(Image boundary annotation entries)
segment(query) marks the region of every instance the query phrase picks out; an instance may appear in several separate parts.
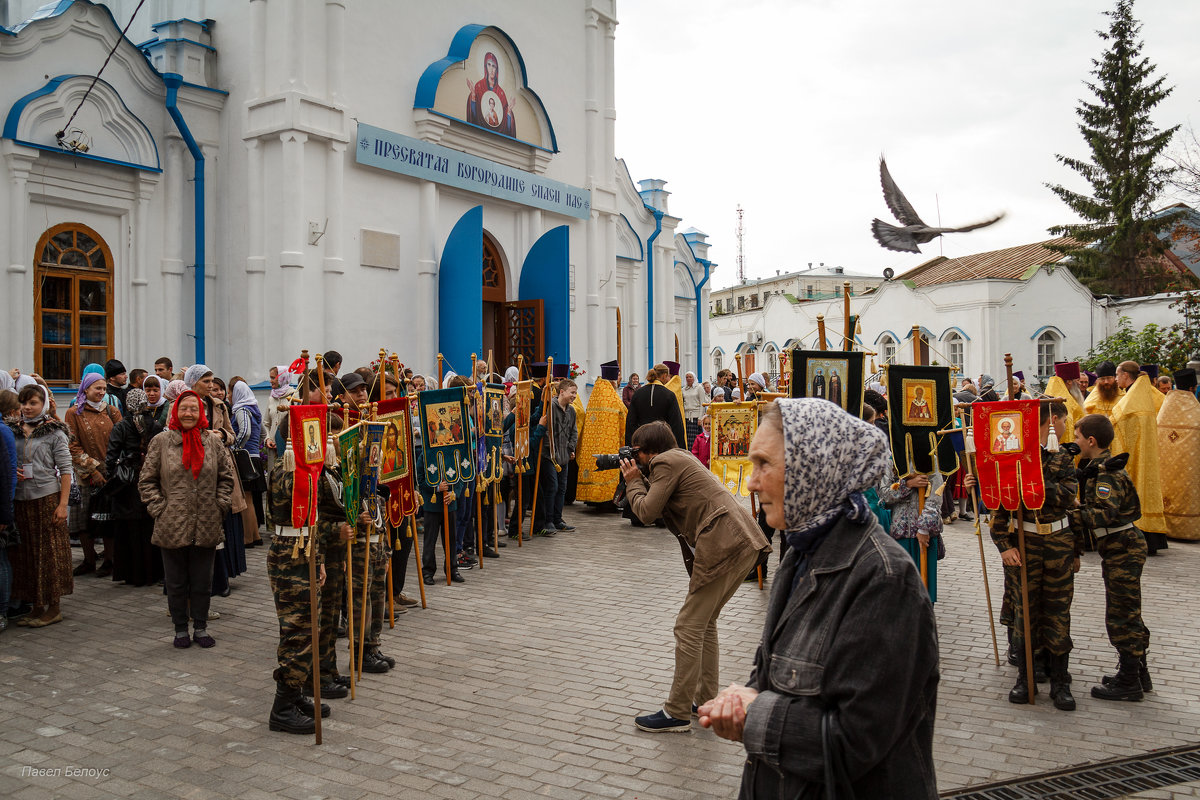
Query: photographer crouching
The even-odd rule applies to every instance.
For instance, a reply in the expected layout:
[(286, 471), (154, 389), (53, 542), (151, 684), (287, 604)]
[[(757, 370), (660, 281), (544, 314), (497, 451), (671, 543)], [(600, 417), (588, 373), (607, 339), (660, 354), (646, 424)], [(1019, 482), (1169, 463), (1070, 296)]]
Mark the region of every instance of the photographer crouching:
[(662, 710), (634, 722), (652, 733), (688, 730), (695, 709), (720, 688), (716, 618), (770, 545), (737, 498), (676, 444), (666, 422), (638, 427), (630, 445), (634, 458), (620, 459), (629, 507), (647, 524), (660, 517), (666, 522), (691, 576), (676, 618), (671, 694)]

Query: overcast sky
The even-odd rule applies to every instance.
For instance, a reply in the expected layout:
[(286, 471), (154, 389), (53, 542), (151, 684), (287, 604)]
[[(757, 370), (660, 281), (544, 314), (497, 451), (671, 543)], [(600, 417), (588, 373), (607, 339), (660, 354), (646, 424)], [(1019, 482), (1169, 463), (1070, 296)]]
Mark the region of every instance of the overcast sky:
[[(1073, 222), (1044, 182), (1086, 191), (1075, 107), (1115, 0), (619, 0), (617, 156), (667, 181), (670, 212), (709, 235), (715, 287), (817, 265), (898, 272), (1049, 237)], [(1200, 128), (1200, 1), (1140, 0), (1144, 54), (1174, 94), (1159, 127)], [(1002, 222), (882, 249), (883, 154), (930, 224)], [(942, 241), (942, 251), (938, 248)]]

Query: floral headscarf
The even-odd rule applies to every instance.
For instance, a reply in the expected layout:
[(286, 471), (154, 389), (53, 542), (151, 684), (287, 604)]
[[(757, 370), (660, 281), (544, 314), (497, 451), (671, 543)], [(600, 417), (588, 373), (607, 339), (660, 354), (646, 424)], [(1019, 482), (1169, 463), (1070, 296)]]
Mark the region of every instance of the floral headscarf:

◆ WHAT THE TASK ASKS
Update the entries above by changing "even-odd rule" to "nonzero winding rule" wherever it occurs, keeping everything else the same. Leave the pictures out of your answer.

◆ REPLY TO THE TASK
segment(query) marks the region of every instance the query phrase picks out; an instance may appear in several separate parts.
Query: photographer crouching
The nonzero winding rule applies to every instance.
For instance, a reply in the expected layout:
[(286, 471), (154, 389), (53, 542), (151, 684), (287, 604)]
[[(757, 370), (660, 281), (544, 314), (497, 451), (671, 543)], [(600, 417), (588, 373), (607, 339), (660, 354), (646, 424)], [(1019, 482), (1169, 463), (1070, 296)]]
Mark the region of every instance of the photographer crouching:
[(662, 710), (634, 722), (652, 733), (688, 730), (695, 709), (720, 688), (716, 618), (770, 545), (737, 498), (676, 444), (666, 422), (638, 427), (630, 445), (634, 458), (620, 459), (629, 507), (647, 524), (660, 517), (666, 522), (691, 576), (676, 618), (671, 694)]

Query: overcast sky
The nonzero winding rule applies to every instance.
For instance, a reply in the expected layout:
[(286, 471), (154, 389), (53, 542), (151, 684), (287, 604)]
[[(757, 370), (660, 281), (544, 314), (497, 451), (671, 543)], [(600, 417), (588, 373), (607, 339), (660, 354), (646, 424)], [(1019, 482), (1169, 463), (1070, 296)]]
Mark the region of every instance of the overcast sky:
[[(1073, 222), (1044, 182), (1086, 191), (1075, 107), (1115, 0), (619, 0), (617, 156), (667, 181), (670, 212), (709, 235), (715, 287), (817, 265), (898, 272), (1049, 237)], [(1200, 128), (1200, 1), (1140, 0), (1144, 54), (1174, 94), (1159, 127)], [(1002, 222), (882, 249), (883, 154), (930, 224)], [(942, 241), (942, 251), (938, 248)]]

Query: floral headscarf
The nonzero winding rule applies to every instance.
For instance, a reply in the expected layout:
[(286, 471), (154, 389), (53, 542), (151, 684), (287, 604)]
[[(757, 370), (660, 281), (544, 314), (497, 451), (671, 543)], [(600, 417), (588, 373), (607, 339), (660, 354), (646, 424)], [(1019, 482), (1169, 463), (1070, 296)]]
Mark the region of every instance of the floral headscarf:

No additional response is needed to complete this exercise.